▶ _The task_
Rewrite the part of the records that opens with the line containing "For every instance of the floodlight" and closes with the line containing "103], [211, 78]]", putting "stadium light" wherever "floodlight pole" appears and leaving everything else unchanged.

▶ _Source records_
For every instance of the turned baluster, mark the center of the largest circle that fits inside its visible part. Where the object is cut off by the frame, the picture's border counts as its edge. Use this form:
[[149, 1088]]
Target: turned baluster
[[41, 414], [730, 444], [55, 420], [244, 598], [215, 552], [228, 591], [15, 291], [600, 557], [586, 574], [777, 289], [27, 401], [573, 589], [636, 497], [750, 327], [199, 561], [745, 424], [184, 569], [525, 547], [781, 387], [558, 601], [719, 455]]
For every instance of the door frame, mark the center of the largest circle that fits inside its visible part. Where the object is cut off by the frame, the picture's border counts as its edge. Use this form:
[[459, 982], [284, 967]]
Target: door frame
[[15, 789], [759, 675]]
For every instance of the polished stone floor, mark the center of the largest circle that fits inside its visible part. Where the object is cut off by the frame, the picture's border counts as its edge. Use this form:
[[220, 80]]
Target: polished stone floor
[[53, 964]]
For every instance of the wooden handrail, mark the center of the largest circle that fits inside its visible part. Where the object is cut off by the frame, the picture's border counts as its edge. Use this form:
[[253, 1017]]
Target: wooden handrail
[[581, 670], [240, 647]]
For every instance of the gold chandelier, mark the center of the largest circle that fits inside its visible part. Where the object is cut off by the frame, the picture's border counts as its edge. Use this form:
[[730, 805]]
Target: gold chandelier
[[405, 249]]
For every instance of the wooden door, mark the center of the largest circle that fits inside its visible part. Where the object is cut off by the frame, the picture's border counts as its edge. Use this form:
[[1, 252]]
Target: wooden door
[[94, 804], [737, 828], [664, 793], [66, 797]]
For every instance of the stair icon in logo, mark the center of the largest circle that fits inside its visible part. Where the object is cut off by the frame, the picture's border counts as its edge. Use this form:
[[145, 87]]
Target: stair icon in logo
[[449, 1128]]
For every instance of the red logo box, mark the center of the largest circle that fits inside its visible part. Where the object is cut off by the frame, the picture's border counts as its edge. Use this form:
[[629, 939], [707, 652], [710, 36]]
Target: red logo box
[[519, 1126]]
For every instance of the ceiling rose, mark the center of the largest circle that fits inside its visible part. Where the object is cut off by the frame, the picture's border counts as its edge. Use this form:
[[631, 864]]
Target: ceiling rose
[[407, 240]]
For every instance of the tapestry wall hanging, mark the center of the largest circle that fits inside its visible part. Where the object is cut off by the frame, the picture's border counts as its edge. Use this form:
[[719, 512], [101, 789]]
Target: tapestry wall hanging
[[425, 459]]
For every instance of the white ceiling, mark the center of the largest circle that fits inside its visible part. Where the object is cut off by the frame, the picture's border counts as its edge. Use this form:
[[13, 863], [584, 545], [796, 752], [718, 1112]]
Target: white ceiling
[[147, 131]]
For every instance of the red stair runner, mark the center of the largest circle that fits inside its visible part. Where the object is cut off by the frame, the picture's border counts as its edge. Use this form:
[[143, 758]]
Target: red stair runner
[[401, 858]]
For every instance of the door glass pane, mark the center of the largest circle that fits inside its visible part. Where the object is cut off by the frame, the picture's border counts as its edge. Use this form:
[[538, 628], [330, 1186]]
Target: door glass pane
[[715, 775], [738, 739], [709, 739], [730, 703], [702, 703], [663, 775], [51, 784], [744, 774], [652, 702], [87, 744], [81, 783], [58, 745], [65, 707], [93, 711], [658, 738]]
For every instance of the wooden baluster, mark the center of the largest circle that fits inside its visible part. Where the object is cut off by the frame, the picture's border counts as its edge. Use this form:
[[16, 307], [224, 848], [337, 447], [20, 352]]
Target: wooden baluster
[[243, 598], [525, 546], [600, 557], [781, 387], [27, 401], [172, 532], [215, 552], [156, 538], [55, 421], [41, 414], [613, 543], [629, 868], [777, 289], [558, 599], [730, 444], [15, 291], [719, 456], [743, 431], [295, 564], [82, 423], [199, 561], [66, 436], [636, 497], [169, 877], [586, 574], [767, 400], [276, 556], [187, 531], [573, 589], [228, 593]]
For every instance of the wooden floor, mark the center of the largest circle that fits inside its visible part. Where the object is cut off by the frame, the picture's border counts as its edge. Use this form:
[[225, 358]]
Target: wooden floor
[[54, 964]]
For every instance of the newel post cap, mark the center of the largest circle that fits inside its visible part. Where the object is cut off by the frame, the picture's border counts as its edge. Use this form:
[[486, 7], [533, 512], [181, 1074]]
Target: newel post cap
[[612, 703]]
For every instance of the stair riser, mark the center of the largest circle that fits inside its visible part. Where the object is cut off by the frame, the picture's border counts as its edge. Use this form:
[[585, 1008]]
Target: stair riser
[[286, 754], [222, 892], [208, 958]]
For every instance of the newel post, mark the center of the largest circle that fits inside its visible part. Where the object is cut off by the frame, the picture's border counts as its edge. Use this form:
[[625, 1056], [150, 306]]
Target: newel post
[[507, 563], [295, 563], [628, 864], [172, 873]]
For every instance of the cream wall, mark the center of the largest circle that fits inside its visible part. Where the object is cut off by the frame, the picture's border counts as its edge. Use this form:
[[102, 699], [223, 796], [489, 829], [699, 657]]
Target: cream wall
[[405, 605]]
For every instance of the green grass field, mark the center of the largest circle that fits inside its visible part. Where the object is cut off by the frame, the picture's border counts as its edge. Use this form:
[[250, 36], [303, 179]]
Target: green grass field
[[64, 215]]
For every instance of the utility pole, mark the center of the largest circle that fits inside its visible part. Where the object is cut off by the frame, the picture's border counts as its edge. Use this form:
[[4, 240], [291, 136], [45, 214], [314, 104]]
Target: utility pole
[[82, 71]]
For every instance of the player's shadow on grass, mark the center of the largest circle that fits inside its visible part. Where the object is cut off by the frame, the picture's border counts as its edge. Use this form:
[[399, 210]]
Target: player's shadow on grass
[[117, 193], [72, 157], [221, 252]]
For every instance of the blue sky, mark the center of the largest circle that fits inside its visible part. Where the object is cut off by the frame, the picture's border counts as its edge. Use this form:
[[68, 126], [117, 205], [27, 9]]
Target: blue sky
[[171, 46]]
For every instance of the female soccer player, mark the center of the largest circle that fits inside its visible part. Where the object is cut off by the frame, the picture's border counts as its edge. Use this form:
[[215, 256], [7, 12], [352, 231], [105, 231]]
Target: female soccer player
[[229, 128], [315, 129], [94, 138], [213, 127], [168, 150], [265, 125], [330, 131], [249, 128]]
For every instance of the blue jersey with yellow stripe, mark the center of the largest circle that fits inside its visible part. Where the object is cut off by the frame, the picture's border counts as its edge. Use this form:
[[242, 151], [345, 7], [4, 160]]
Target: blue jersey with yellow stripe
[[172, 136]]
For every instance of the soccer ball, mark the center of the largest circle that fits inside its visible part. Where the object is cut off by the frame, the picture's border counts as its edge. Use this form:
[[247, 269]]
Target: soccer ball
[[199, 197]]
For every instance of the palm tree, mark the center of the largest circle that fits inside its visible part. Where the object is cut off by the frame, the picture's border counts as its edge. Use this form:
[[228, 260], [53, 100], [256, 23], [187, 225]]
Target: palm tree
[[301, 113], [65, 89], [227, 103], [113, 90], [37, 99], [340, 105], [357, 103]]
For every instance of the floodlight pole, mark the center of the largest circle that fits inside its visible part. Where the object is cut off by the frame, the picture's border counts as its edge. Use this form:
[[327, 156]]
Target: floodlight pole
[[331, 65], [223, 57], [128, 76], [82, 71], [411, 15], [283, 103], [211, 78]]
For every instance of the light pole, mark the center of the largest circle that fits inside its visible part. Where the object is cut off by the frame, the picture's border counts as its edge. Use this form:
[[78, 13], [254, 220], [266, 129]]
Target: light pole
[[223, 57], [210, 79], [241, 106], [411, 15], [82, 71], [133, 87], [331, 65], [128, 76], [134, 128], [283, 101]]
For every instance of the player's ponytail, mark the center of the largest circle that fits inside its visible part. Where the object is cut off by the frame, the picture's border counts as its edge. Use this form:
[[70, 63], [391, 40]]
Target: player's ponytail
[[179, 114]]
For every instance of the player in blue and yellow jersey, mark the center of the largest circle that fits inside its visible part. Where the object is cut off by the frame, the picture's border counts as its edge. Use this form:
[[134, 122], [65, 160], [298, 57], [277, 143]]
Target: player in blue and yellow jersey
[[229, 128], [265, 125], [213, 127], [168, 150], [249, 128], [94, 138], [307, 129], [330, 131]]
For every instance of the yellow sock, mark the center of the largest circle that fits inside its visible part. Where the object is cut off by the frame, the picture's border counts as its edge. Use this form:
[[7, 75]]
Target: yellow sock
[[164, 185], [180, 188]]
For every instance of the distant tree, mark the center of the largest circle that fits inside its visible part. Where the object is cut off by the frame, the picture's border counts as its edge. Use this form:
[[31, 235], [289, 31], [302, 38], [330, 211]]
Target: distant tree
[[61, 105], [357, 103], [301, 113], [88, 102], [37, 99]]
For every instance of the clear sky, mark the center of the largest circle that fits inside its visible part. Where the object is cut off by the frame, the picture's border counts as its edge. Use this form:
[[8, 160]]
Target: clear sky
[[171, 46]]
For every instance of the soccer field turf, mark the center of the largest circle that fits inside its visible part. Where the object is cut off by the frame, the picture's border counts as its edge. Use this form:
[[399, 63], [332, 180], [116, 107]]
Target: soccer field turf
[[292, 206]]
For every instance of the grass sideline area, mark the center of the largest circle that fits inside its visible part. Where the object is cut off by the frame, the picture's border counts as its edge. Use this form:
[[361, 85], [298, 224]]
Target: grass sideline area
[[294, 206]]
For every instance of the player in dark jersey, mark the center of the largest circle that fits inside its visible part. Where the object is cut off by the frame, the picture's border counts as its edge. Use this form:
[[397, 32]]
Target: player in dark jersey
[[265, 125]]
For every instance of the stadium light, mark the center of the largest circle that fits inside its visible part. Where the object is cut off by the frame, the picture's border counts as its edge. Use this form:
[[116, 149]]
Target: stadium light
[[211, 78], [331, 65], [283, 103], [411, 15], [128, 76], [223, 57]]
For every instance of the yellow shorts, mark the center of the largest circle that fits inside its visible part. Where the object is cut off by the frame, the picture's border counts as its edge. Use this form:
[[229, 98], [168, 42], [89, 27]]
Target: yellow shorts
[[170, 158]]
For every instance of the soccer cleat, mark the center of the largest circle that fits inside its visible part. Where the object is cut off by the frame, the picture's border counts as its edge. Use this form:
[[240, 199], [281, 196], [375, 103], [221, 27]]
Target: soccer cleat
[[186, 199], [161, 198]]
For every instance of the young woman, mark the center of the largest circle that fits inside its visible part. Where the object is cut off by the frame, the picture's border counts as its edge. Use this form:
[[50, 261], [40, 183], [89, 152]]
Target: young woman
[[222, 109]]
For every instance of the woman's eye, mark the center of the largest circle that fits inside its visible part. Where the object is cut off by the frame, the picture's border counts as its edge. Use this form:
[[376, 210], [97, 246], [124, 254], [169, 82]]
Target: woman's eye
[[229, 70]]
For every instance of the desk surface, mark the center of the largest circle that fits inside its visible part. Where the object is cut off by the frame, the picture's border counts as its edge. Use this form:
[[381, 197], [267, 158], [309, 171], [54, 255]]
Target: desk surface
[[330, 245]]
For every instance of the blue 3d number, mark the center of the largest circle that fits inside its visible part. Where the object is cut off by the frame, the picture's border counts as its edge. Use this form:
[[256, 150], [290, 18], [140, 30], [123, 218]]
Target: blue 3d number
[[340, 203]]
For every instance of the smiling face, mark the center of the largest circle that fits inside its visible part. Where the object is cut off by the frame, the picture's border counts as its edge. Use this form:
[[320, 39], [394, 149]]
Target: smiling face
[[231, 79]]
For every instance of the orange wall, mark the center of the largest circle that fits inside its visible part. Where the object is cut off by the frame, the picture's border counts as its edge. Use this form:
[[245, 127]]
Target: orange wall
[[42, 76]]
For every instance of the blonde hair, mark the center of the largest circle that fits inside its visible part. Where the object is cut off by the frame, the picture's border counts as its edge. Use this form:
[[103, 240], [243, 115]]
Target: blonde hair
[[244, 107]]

▶ _Task response_
For every instance of the stadium light, mark the center of the largest circle that fits inside its visible part. Where the object is cut off by the frame, the picture's border counts as its edge. Use this form:
[[327, 156]]
Target: stadium light
[[331, 65], [223, 57], [128, 76], [82, 71], [411, 15], [283, 103], [211, 78]]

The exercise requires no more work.